Prompt 1: In the housing authority interview, transcribe the passage that starts at "I think in order" and ends at "family members away.".
Prompt 2: For each statement, answer yes or no on whether the housing authority interview agrees, and quote the deciding words: (a) The building the housing authority bought had more than 300 code violations. (b) El Portal now holds 40 permanent supportive housing units. (c) Politics and political will are named as a major challenge of the career.

*** Source extract Section Begins ***

I think in order to do amazing things you need an amazing team. Some of the biggest accomplishments in my current position at HACSB involved working with the police department and developing a solid partnership. We’ve tried in our family communities to have police work and be seen as our community partners, rather than threats coming to take residents’ family members away.
Also, before I came to HACSB the housing authority had never done an acquisition rehab. We purchased a building that was on a key street in Ventura. This building had been a wreck – over 317 code violations, a heavy user of public services (primarily the police department). One half of the building had about 28 8-by-10-foot rooms with about four people living in each room, and there were only two toilets and two showers for them all to share. It was in horrible shape. Now, the complex, El Portal, is comprised of 28 permanent supportive housing units. We work with VASH, our coordinated entry system, our local behavioral health department, our Continuum of Care, and our county’s homeless services agency. Not only has it turned that building into a bright spot in the community, but it also houses and serves some of our area’s most vulnerable individuals.
Developing local partnerships have been some of the accomplishments I’m most proud of, because a housing authority can’t be everything to everybody. I could talk more about some of the brick-and-mortar developments we’ve built, but the things that make us more than brick and mortar are the partnerships we build in the community that help our residents receive as much benefit and enrichment as we can provide.
What have been some of the biggest challenges in your career?
Politics and political will. It’s hard to go into a new city and learn its politics. And from there, where is the political will? Where is the money coming from? Who has skin in the game? It’s important to understand where the political will is in your community so that you can work with your board to influence it. Furthermore, you need to leverage the influence and connections you have or build that influence if you don’t have it. In doing this it’s both challenging and important to educate your community about who your housing authority is serving. Our residents are integral to our community – they work in our hospitals, they serve us our food, they clean up after us. They are just as much equal citizens as the next person, and it’s important to convey that to our community.

*** Source extract Section Ends ***
*** Record set Section Begins ***

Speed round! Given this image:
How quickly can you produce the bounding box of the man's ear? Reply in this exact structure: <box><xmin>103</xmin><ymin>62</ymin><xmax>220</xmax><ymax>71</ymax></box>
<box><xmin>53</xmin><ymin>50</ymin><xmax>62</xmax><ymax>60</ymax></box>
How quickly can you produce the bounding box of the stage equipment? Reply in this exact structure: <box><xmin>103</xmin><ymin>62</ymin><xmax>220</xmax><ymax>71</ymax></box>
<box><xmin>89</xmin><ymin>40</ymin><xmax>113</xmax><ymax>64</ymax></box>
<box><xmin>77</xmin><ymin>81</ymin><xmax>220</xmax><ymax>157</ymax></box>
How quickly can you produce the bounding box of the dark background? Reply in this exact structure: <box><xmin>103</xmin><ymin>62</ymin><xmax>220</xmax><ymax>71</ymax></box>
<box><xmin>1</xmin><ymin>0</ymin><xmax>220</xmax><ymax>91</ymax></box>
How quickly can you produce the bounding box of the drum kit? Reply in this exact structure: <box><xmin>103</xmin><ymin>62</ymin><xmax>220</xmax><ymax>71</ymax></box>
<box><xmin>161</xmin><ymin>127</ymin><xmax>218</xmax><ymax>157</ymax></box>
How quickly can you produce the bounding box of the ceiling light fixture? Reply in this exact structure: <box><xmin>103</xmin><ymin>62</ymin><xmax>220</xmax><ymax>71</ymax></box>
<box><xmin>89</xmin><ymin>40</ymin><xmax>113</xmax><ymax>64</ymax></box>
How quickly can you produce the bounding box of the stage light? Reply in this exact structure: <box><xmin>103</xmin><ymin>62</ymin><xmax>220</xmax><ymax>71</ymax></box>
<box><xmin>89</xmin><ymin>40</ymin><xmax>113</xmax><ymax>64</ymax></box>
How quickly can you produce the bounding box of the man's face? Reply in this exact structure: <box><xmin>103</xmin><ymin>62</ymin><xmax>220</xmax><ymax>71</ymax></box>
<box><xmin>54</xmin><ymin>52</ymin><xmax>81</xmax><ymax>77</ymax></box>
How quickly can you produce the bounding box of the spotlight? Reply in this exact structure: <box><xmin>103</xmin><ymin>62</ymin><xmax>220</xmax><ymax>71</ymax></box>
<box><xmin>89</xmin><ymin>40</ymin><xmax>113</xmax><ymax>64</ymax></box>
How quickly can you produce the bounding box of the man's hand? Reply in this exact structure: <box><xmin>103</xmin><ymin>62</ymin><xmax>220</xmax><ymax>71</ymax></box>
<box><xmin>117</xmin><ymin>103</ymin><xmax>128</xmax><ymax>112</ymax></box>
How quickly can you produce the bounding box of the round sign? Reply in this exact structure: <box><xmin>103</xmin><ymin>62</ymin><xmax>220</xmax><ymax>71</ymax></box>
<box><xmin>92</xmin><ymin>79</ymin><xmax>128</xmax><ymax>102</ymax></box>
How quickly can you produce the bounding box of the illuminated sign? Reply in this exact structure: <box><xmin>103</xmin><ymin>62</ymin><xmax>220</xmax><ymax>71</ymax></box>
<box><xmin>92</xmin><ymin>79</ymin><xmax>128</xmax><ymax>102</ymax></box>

*** Record set Section Ends ***

Response box 1:
I think in order to do amazing things you need an amazing team. Some of the biggest accomplishments in my current position at HACSB involved working with the police department and developing a solid partnership. We’ve tried in our family communities to have police work and be seen as our community partners, rather than threats coming to take residents’ family members away.

Response box 2:
(a) Yes: "over 317 code violations"
(b) No: "El Portal, is comprised of 28 permanent supportive housing units"
(c) Yes: "Politics and political will."